Beginning with the line containing "# one dot per instance of the car windscreen, formatted" and ending with the last line, repeat the records exactly.

======

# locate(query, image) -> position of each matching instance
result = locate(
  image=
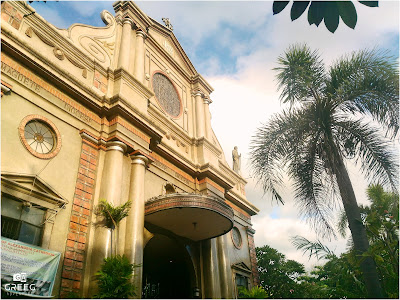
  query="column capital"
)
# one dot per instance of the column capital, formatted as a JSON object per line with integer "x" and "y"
{"x": 138, "y": 157}
{"x": 197, "y": 93}
{"x": 141, "y": 33}
{"x": 129, "y": 21}
{"x": 207, "y": 100}
{"x": 116, "y": 145}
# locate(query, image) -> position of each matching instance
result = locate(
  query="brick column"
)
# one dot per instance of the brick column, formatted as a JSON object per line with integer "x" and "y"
{"x": 139, "y": 55}
{"x": 207, "y": 117}
{"x": 75, "y": 250}
{"x": 200, "y": 126}
{"x": 225, "y": 271}
{"x": 123, "y": 59}
{"x": 253, "y": 258}
{"x": 134, "y": 244}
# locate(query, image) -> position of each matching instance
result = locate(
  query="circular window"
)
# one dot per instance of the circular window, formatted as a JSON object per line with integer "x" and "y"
{"x": 40, "y": 136}
{"x": 167, "y": 95}
{"x": 236, "y": 237}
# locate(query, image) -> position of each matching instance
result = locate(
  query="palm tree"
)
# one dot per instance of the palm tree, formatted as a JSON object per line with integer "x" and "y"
{"x": 112, "y": 216}
{"x": 329, "y": 120}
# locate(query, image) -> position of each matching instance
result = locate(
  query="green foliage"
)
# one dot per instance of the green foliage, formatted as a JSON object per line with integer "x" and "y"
{"x": 278, "y": 276}
{"x": 112, "y": 214}
{"x": 114, "y": 278}
{"x": 317, "y": 249}
{"x": 256, "y": 292}
{"x": 381, "y": 220}
{"x": 329, "y": 11}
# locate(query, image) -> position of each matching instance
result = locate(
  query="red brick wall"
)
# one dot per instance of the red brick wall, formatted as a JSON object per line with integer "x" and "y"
{"x": 11, "y": 15}
{"x": 75, "y": 250}
{"x": 253, "y": 258}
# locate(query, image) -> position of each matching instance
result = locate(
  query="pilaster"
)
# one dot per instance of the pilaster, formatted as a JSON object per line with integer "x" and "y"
{"x": 225, "y": 270}
{"x": 139, "y": 55}
{"x": 110, "y": 191}
{"x": 134, "y": 244}
{"x": 200, "y": 120}
{"x": 124, "y": 55}
{"x": 208, "y": 131}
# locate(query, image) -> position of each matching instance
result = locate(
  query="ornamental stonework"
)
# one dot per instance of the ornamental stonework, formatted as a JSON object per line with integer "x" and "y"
{"x": 167, "y": 95}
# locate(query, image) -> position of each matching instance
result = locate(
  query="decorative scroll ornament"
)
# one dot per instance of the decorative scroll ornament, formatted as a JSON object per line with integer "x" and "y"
{"x": 58, "y": 52}
{"x": 167, "y": 95}
{"x": 168, "y": 24}
{"x": 98, "y": 42}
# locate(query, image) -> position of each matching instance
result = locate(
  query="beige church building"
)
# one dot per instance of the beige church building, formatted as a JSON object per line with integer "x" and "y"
{"x": 118, "y": 113}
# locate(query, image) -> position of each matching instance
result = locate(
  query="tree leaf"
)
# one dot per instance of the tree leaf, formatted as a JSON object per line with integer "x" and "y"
{"x": 298, "y": 9}
{"x": 316, "y": 12}
{"x": 331, "y": 19}
{"x": 370, "y": 3}
{"x": 278, "y": 6}
{"x": 348, "y": 13}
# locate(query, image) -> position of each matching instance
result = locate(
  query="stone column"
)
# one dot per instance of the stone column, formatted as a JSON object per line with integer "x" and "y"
{"x": 125, "y": 47}
{"x": 139, "y": 56}
{"x": 111, "y": 191}
{"x": 212, "y": 287}
{"x": 225, "y": 270}
{"x": 134, "y": 243}
{"x": 207, "y": 116}
{"x": 199, "y": 114}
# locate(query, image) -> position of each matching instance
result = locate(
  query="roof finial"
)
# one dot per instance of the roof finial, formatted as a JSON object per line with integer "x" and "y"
{"x": 168, "y": 24}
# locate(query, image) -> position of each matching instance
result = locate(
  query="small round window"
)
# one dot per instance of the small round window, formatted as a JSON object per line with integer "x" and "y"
{"x": 167, "y": 95}
{"x": 236, "y": 237}
{"x": 40, "y": 136}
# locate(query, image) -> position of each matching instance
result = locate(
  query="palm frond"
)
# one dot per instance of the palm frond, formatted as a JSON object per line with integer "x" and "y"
{"x": 301, "y": 75}
{"x": 367, "y": 82}
{"x": 290, "y": 140}
{"x": 112, "y": 214}
{"x": 311, "y": 190}
{"x": 269, "y": 150}
{"x": 378, "y": 162}
{"x": 317, "y": 249}
{"x": 342, "y": 224}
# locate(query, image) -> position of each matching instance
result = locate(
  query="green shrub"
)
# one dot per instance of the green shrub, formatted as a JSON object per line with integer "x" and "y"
{"x": 114, "y": 278}
{"x": 257, "y": 292}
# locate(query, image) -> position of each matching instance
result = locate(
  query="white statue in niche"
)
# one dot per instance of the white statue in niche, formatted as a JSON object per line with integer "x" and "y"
{"x": 236, "y": 157}
{"x": 168, "y": 24}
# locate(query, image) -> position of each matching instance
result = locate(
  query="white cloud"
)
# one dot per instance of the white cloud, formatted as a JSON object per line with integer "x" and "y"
{"x": 244, "y": 100}
{"x": 248, "y": 98}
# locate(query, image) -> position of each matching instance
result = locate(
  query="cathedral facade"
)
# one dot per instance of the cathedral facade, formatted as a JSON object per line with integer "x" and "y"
{"x": 118, "y": 113}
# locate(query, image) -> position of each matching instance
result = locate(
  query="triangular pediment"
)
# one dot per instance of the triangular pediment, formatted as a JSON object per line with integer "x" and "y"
{"x": 30, "y": 186}
{"x": 241, "y": 266}
{"x": 168, "y": 42}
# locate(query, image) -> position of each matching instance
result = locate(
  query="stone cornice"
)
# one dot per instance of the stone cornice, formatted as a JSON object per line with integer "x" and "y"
{"x": 164, "y": 31}
{"x": 199, "y": 82}
{"x": 51, "y": 72}
{"x": 144, "y": 90}
{"x": 53, "y": 35}
{"x": 129, "y": 8}
{"x": 152, "y": 42}
{"x": 241, "y": 202}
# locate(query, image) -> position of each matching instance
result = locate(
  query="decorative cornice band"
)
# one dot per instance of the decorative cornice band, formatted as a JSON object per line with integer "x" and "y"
{"x": 116, "y": 145}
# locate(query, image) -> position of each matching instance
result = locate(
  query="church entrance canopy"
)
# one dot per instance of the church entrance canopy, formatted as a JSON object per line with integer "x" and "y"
{"x": 192, "y": 216}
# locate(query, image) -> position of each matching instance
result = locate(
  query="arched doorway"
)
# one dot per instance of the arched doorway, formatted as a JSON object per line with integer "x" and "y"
{"x": 167, "y": 269}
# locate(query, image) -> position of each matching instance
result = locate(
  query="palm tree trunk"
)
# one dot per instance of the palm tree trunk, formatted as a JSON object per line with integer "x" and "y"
{"x": 358, "y": 232}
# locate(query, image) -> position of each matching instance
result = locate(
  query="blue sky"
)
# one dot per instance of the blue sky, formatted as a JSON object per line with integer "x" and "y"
{"x": 235, "y": 46}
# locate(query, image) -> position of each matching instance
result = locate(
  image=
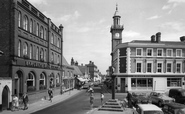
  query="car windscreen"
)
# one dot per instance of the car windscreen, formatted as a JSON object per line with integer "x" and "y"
{"x": 153, "y": 112}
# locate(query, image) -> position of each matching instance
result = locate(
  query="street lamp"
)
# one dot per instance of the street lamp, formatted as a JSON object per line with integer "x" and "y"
{"x": 111, "y": 70}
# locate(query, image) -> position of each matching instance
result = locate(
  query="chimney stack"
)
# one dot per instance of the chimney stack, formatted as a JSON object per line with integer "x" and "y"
{"x": 158, "y": 37}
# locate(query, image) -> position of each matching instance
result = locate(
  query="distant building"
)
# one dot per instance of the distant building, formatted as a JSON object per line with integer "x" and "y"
{"x": 146, "y": 65}
{"x": 32, "y": 46}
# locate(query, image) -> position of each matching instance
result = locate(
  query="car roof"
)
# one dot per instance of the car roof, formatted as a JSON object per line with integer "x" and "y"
{"x": 147, "y": 107}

======

--- Expected output ---
# one dot per instance of the car windscreen, formatted as a JSON object per line with integer "x" and "y"
{"x": 153, "y": 112}
# locate(query, image) -> position of each matching instance
result = locate(
  query="street lamp"
)
# one dot per instance of the street lamp, formatted as a JSON object per line with integer "x" and "y"
{"x": 111, "y": 70}
# locate(query, image) -> position of each matching instance
result = locate(
  query="chimney stack"
)
# one dot per instance of the chimney stack, formatted as a JSON object per line with integer "x" and "y"
{"x": 158, "y": 37}
# locate(query, image) -> position of each matching instance
result = locate(
  query="distant building"
)
# one dot per instance of the distant building, formatted as a JSON object per line with integer "x" and "y"
{"x": 146, "y": 65}
{"x": 32, "y": 46}
# locate(query, image) -> position of each matching instance
result = locate(
  query="car roof"
)
# one dot per instance of the car roof, formatted as a JSON object per line with integer "x" and "y"
{"x": 147, "y": 107}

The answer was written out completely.